Provided material =>
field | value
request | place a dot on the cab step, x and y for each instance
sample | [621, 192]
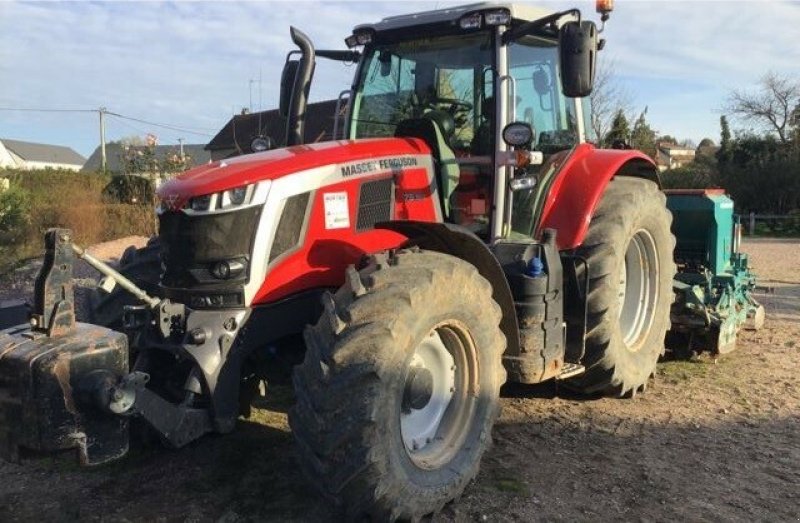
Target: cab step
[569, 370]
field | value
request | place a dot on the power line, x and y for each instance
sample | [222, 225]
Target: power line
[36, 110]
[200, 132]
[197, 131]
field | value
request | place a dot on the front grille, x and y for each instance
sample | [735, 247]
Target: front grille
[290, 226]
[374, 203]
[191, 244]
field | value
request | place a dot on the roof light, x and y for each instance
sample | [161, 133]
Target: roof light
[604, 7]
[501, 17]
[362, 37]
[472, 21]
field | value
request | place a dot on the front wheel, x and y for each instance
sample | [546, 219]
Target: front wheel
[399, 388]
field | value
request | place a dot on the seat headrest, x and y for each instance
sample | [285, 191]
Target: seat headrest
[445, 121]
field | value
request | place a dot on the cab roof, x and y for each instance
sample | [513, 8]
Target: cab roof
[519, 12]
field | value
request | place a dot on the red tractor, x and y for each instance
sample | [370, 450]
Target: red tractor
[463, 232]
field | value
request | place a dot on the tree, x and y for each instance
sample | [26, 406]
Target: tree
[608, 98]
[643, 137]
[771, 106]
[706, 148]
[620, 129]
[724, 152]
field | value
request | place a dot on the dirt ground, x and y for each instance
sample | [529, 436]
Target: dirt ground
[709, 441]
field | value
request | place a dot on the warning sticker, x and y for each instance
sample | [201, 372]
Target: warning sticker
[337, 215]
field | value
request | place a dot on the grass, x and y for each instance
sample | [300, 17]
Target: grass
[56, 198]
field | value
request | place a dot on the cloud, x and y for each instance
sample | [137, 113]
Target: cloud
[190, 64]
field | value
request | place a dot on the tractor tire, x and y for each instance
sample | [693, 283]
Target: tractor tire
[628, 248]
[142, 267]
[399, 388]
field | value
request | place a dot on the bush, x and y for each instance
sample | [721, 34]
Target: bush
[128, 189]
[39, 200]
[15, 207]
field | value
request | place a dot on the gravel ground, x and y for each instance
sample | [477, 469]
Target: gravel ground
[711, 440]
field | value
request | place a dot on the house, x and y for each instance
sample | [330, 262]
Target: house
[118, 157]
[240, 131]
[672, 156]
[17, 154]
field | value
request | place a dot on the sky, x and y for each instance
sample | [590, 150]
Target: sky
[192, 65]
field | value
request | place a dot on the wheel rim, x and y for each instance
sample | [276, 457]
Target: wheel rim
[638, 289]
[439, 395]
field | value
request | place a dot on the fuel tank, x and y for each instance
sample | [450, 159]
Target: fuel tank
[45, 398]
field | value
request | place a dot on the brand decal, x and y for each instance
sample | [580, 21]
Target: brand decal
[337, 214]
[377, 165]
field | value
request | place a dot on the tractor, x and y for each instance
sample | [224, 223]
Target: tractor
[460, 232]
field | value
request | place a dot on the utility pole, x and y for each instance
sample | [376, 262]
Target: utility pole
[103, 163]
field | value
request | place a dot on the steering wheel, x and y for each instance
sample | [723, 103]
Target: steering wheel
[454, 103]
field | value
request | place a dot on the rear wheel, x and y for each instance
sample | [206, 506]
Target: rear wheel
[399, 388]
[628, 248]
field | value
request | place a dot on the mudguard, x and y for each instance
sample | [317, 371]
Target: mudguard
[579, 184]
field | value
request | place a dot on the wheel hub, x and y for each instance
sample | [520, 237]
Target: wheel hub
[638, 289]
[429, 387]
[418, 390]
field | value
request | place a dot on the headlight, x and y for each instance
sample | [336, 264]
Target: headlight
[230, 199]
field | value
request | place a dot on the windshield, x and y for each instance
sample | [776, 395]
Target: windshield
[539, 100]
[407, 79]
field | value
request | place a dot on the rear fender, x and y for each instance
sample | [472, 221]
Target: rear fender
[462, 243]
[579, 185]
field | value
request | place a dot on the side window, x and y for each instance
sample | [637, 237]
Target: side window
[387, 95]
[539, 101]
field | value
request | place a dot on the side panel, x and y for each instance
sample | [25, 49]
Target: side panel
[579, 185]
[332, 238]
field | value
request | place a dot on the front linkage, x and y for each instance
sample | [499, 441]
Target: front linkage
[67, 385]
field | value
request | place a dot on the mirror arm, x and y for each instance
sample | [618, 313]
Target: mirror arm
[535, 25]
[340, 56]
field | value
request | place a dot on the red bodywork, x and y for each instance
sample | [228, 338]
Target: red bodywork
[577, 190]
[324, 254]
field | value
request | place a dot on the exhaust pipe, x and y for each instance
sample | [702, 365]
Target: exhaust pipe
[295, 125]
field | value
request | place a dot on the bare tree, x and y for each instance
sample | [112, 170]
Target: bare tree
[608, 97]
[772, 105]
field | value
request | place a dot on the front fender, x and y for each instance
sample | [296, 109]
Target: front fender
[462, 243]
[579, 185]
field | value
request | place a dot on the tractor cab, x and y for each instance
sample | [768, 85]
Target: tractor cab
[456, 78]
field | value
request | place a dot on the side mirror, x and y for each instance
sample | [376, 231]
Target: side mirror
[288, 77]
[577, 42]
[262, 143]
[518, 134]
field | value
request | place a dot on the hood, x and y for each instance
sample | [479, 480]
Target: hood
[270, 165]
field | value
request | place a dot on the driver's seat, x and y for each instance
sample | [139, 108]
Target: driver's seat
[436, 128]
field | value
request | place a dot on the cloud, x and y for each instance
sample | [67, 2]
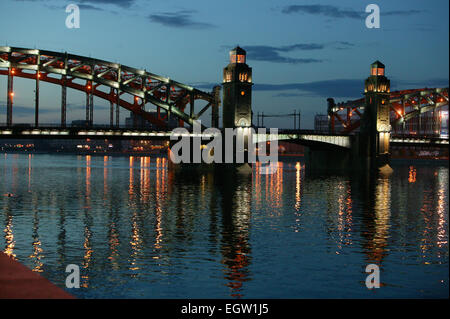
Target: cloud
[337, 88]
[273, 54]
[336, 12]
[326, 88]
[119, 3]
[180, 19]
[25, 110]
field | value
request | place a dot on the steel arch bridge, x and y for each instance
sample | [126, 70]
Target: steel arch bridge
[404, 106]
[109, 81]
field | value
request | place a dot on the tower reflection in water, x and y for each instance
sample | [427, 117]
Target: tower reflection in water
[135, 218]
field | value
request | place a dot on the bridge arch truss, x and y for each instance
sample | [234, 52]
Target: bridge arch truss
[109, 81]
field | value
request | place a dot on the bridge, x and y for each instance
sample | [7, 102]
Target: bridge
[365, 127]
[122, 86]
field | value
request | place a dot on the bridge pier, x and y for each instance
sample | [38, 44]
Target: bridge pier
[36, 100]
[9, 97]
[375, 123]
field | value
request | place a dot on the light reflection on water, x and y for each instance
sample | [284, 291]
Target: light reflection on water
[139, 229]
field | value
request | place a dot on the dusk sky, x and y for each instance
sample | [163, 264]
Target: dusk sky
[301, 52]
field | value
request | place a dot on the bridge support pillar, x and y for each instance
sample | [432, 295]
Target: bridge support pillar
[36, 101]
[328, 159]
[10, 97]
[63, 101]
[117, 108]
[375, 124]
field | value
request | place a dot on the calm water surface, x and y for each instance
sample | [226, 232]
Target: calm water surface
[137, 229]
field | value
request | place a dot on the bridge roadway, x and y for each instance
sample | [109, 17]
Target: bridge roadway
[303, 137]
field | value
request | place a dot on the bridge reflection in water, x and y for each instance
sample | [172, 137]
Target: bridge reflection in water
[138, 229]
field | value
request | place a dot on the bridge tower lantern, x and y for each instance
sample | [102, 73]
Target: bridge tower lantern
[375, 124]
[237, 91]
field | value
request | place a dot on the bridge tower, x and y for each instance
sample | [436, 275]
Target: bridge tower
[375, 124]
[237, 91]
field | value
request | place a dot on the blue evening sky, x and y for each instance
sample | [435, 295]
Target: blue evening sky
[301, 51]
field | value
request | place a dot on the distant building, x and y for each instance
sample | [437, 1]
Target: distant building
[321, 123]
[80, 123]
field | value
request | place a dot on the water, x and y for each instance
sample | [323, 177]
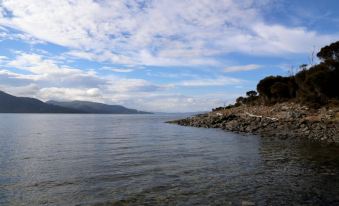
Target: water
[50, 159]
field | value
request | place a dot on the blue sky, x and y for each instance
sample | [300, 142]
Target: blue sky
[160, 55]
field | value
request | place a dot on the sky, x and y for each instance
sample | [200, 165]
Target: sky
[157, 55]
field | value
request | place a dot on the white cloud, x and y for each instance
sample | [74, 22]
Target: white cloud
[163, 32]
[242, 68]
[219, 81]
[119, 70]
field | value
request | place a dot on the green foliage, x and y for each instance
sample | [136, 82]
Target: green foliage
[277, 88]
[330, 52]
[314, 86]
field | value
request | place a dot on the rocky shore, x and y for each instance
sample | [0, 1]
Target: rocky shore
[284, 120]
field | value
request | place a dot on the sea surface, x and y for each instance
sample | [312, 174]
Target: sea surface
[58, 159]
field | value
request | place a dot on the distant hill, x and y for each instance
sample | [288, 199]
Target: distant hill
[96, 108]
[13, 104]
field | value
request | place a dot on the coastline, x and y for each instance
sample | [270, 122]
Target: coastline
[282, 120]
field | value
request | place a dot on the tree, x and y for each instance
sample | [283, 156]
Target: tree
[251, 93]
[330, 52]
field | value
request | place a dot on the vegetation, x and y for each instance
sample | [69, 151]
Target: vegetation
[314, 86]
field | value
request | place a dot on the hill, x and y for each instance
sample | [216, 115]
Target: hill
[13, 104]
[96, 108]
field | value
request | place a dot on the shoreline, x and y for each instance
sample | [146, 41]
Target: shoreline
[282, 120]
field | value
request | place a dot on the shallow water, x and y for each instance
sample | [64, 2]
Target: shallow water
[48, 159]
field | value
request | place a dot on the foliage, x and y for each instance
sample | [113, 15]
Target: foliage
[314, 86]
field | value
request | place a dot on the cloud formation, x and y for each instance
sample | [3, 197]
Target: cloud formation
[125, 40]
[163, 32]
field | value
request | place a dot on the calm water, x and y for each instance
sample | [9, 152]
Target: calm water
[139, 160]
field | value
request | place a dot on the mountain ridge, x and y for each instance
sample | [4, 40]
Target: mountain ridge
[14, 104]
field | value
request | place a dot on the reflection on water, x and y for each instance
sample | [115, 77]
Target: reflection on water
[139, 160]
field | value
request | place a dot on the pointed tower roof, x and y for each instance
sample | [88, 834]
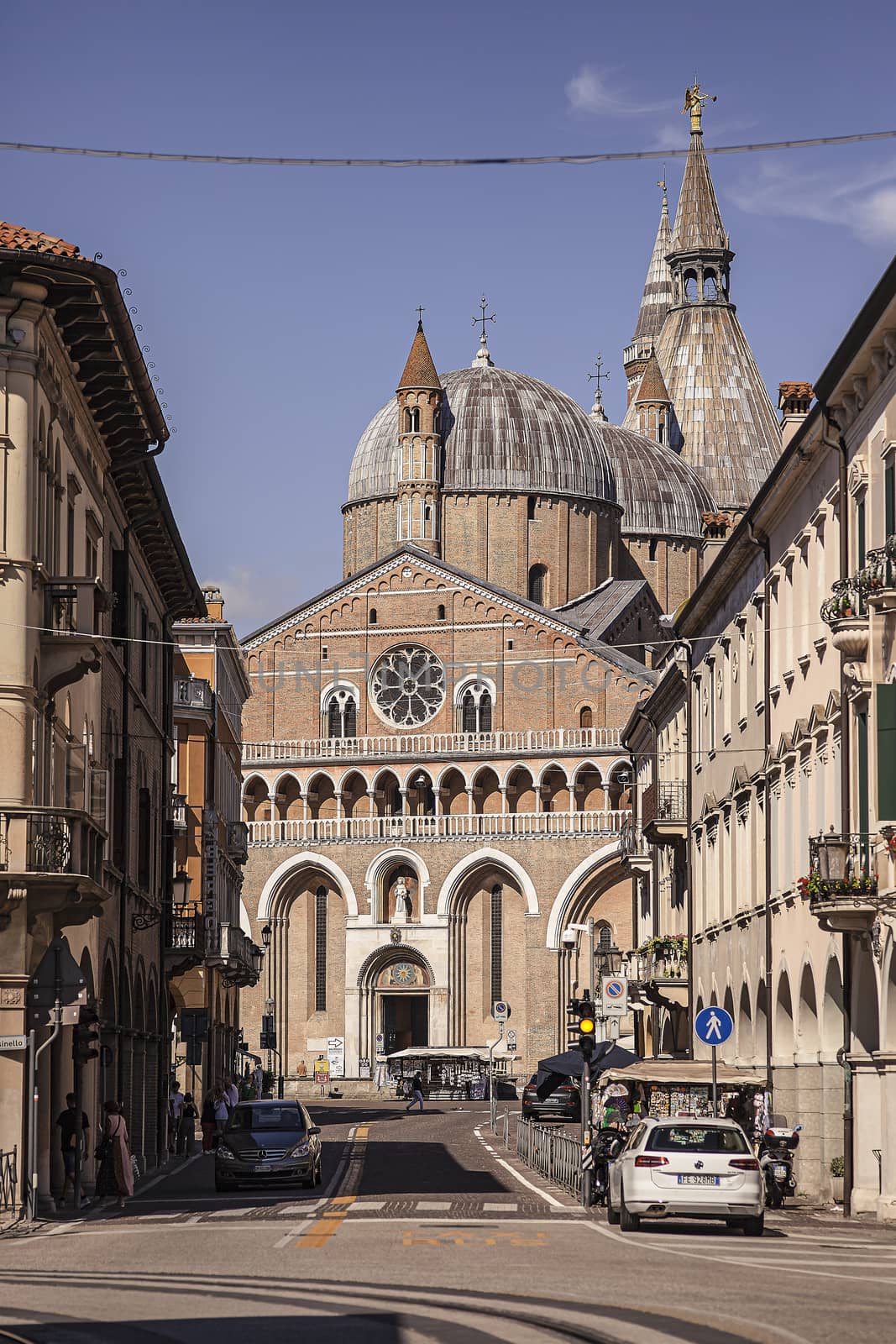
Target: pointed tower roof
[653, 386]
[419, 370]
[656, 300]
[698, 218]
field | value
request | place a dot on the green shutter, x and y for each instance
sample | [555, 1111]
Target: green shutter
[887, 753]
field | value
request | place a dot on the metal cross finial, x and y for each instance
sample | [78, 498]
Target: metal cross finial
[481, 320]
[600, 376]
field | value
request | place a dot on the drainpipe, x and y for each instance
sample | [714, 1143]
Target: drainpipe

Stated goal =>
Pick out every line of the rows above that contains the string "ground", matching case exactly.

Task answer =>
request | place a dot on the dirt ground, x and y for each instance
Target: dirt ground
request | place a dot on the gravel ground, x and y for each instance
Target: gravel ground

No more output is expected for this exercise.